Express the material below as a JSON list of strings, one string for each line, with blank lines omitted.

[Stored entries]
────────────────

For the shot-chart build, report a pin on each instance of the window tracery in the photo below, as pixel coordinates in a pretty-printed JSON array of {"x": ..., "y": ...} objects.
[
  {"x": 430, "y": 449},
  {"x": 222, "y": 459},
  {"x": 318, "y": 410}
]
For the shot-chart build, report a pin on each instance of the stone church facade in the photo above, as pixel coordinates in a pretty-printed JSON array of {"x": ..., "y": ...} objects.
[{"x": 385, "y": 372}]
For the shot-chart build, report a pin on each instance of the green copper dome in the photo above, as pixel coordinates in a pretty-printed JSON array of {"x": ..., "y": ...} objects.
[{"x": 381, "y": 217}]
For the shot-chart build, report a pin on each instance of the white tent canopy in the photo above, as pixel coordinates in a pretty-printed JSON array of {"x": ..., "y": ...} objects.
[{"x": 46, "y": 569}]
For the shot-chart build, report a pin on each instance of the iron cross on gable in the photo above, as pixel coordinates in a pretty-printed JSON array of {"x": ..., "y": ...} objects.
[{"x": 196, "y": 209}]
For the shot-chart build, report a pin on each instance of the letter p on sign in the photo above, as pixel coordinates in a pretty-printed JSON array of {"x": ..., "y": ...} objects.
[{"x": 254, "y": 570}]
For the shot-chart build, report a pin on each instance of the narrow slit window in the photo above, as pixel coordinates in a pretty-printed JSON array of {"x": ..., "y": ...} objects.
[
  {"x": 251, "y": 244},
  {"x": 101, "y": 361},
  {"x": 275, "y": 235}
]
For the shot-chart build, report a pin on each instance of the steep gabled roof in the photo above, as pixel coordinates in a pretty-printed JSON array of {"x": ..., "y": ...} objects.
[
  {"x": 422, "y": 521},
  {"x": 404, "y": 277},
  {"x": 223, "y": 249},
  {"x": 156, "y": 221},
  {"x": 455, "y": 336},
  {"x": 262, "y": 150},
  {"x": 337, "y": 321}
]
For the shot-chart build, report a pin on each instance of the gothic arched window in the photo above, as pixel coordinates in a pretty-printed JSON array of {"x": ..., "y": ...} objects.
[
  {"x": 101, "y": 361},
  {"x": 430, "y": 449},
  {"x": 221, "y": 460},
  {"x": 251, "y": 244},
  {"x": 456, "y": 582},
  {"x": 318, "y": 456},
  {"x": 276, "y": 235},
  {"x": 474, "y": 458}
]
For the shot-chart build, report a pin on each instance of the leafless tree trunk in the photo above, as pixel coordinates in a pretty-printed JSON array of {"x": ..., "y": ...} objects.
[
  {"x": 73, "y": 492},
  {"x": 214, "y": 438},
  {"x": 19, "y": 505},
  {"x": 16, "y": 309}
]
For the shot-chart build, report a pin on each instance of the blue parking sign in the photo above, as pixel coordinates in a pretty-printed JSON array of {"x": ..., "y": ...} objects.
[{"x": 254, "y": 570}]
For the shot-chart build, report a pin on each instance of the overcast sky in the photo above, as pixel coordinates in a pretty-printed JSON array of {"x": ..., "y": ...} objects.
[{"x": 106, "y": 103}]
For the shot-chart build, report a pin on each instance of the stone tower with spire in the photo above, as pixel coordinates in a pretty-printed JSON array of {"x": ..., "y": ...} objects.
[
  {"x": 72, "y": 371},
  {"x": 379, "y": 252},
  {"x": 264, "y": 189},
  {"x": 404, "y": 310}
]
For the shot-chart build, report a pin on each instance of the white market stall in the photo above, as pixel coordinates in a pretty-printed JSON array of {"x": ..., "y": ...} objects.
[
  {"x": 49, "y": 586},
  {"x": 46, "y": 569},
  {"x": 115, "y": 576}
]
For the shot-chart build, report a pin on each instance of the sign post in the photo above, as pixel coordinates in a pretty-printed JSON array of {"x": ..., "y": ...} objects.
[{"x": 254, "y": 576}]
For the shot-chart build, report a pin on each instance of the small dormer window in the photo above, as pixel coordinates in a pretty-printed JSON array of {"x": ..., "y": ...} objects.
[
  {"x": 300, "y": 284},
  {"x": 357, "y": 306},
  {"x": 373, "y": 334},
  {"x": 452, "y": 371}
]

────────────────

SOLUTION TO THIS EXERCISE =>
[
  "For the shot-chart build, report a pin on each instance of the window tracery in the photo below, as pixel coordinates in a pretty-printed JSON array of {\"x\": ..., \"y\": ...} objects.",
  "[",
  "  {\"x\": 430, \"y\": 449},",
  "  {\"x\": 222, \"y\": 459},",
  "  {\"x\": 318, \"y\": 410}",
  "]",
  "For the shot-chart build, report a pin on each instance of the stone church facade in the photo above, as pixel coordinates in a pretty-printed JSON array of {\"x\": ..., \"y\": ...} objects.",
  "[{\"x\": 385, \"y\": 372}]",
  "For the shot-chart build, report a pin on each instance of the green copper dome in the photo above, as pixel coordinates in a pretty-printed JSON array of {\"x\": ..., \"y\": ...} objects.",
  "[{\"x\": 381, \"y\": 217}]",
  "For the shot-chart build, report a pin on each instance of the white tent canopy in the photo above, as pixel coordinates in a pretty-printed JSON array of {\"x\": ..., \"y\": ...} objects.",
  "[{\"x\": 46, \"y\": 569}]",
  "For the shot-chart build, report a pin on each instance of the iron cross on gable in the photo above, as pixel coordinates in a pretty-printed JSON array of {\"x\": ..., \"y\": ...} objects.",
  "[{\"x\": 196, \"y\": 209}]",
  "For the shot-chart build, report a pin on each instance of the letter p on sign in the photo above, as pixel coordinates in a pretty-printed JSON array of {\"x\": ..., \"y\": ...} objects.",
  "[{\"x\": 254, \"y\": 570}]",
  "For the shot-chart build, report a pin on each instance of the narrow slit window in the photo above, as pixel coordinates in a pretty-printed JSON array of {\"x\": ..., \"y\": ...} objects.",
  "[",
  "  {\"x\": 251, \"y\": 244},",
  "  {\"x\": 101, \"y\": 361},",
  "  {\"x\": 275, \"y\": 235}",
  "]",
  "For the shot-chart build, report a pin on each instance of the steep gabled roof in the photo above, as pixel coordinates in a pretty-printed JSON array of {\"x\": ..., \"y\": ...} objects.",
  "[",
  "  {\"x\": 422, \"y\": 521},",
  "  {\"x\": 404, \"y\": 277},",
  "  {\"x\": 223, \"y\": 249},",
  "  {\"x\": 156, \"y\": 221},",
  "  {\"x\": 455, \"y\": 336},",
  "  {\"x\": 262, \"y\": 150},",
  "  {\"x\": 337, \"y\": 321}",
  "]",
  "For the shot-chart build, report a pin on each instance of the gothic arched window in the photo above, as pixel coordinates in a pretty-printed JSON array of {\"x\": ..., \"y\": ...} objects.",
  "[",
  "  {\"x\": 101, \"y\": 361},",
  "  {\"x\": 430, \"y\": 449},",
  "  {\"x\": 221, \"y\": 460},",
  "  {\"x\": 251, \"y\": 244},",
  "  {\"x\": 456, \"y\": 582},",
  "  {\"x\": 318, \"y\": 456},",
  "  {\"x\": 276, \"y\": 235},",
  "  {\"x\": 474, \"y\": 458}",
  "]",
  "For the shot-chart build, report a pin on each instance of the leafless tree trunk in the photo above, as pixel coordinates in a pretty-printed JSON array of {\"x\": ..., \"y\": ...} objects.",
  "[",
  "  {\"x\": 73, \"y\": 492},",
  "  {\"x\": 214, \"y\": 438},",
  "  {\"x\": 19, \"y\": 505},",
  "  {\"x\": 16, \"y\": 309}",
  "]",
  "For the shot-chart build, report a pin on each instance of the blue parking sign in the photo above, as pixel coordinates in a pretty-printed JSON array of {\"x\": ..., \"y\": ...} objects.",
  "[{\"x\": 254, \"y\": 570}]",
  "For the shot-chart build, report a pin on each instance of the overcast sky in the photo above, as pixel coordinates in a pretty-printed JSON array of {\"x\": ..., \"y\": ...} objects.",
  "[{\"x\": 106, \"y\": 103}]",
  "For the shot-chart build, report a pin on each instance of the stone tower with spire in the photo above, as pixel coordinates in a pretty-printed JSON array of {\"x\": ..., \"y\": ...} objects.",
  "[",
  "  {\"x\": 72, \"y\": 371},",
  "  {\"x\": 379, \"y\": 252},",
  "  {\"x\": 264, \"y\": 189},",
  "  {\"x\": 404, \"y\": 310}",
  "]",
  "For the shot-chart build, report a pin on each instance of the white market stall in the photo above, as pixel coordinates in a pretty-printed JSON array of {\"x\": ..., \"y\": ...} objects.",
  "[",
  "  {\"x\": 49, \"y\": 586},",
  "  {\"x\": 46, \"y\": 569},",
  "  {\"x\": 115, \"y\": 576}",
  "]",
  "For the shot-chart build, report a pin on each instance of the sign post in the photo above, as pixel coordinates in a pretty-printed JSON array of {\"x\": ..., \"y\": ...} objects.",
  "[{\"x\": 254, \"y\": 576}]",
  "For the shot-chart build, report a pin on each instance of the small dormer window in the photo above, as pixel coordinates in a pretty-printed JSON array of {\"x\": ..., \"y\": ...} objects.",
  "[",
  "  {\"x\": 300, \"y\": 284},",
  "  {\"x\": 357, \"y\": 306},",
  "  {\"x\": 373, \"y\": 334},",
  "  {\"x\": 452, \"y\": 371}",
  "]"
]